(Beginning of Passage shown)

Despite the legislative support, the bills have drawn sharp criticism from various quarters, notably tech industry groups and the American Civil Liberties Union (ACLU). Opponents argue that the measures could inadvertently lead to censorship and infringe upon First Amendment rights.
Tech industry representatives warn that the bills' requirements for proactive content monitoring could compel platforms to over-censor, thereby stifling free expression.
By “rushing to pass flawed bills,” Congress will not effectively protect children and will only make the regulatory landscape worse for businesses and consumers, said Ash Johnson, senior policy manager at the Information Technology and Innovation Foundation. “KOSA aims to protect minors on social media platforms from content that is harmful to children, but in so doing opens the door to censorship by the FTC, which would have the power to decide what qualifies as harmful.”
The ACLU has echoed these concerns, highlighting the potential for government-mandated censorship under the guise of child protection. “As state legislatures and school boards across the country impose book bans and classroom censorship laws, the last thing students and parents need is another act of government censorship deciding which educational resources are appropriate for their families,” said Jenna Leventoff, the ACLU’s senior policy counsel.
Critics argue that the bills could fundamentally alter the landscape of internet freedom. The emphasis on age verification and content monitoring raises practical and ethical questions about privacy and the balance between safety and freedom.
For instance, implementing robust age verification mechanisms could require collecting sensitive personal information, raising privacy concerns. Moreover, the obligation for platforms to preemptively filter content might lead to an overabundance of caution, where platforms remove content that is perfectly legal but potentially controversial or misinterpreted.
Such measures could also disproportionately affect smaller platforms that lack the resources to implement comprehensive monitoring systems. This could stifle innovation and competition in the tech industry, reinforcing the dominance of major players who can afford to comply with the new regulations.
As the bills advance to the House of Representatives, the debate is expected to intensify. The outcome of this legislative effort will likely set a precedent for how the U.S. addresses online safety for children in the future, with potential ripple effects for global internet governance.

(End of Passage shown)
(Beginning of Dataset excerpt)

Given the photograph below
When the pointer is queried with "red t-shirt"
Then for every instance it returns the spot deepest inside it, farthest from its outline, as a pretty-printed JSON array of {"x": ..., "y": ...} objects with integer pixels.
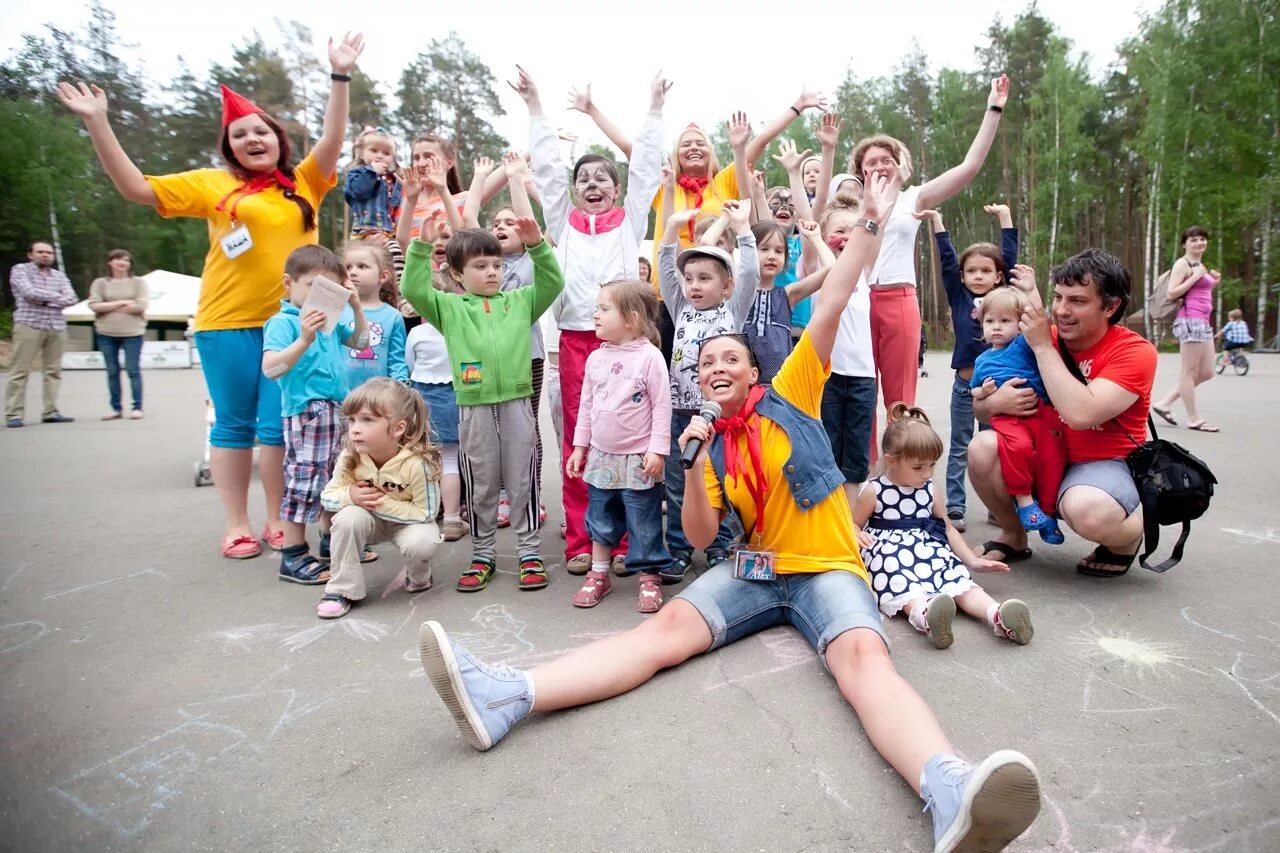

(End of Dataset excerpt)

Write what comes next in the passage on the online child-safety bills, starting after its final sentence.

* Answer below
As part of ongoing efforts to ensure a safer online environment, both Google and Meta announced steps to address the issue of misleading artificial intelligence (AI)-generated content, whether in the form of explicit deepfakes or hallucinations.
More specifically, Google announced new measures to combat the rapidly increasing spread of AI-generated non-consensual explicit deepfakes in its search results, following consultations with experts and victim-survivors. The company made it easier for targets of fake explicit images—which experts have said are overwhelmingly women—to report and remove deepfakes that surface in search results. Additionally, Google took steps to downrank explicit deepfakes “to keep this type of content from appearing high up in Search results.”
Following reports that Meta AI gives incorrect information about the attempted assassination of former President Donald Trump, even claiming that the rally shooting didn’t happen, Meta said it configured its AI chatbot to avoid answering questions about the event.
“In a small number of cases, Meta AI continued to provide incorrect answers, including sometimes asserting that the event didn't happen—which we are quickly working to address,” Meta Global Policy VP Joel Kaplan wrote in a blog post. “These types of responses are referred to as hallucinations, which is an industry-wide issue we see across all generative AI systems, and is an ongoing challenge for how AI handles real-time events going forward.”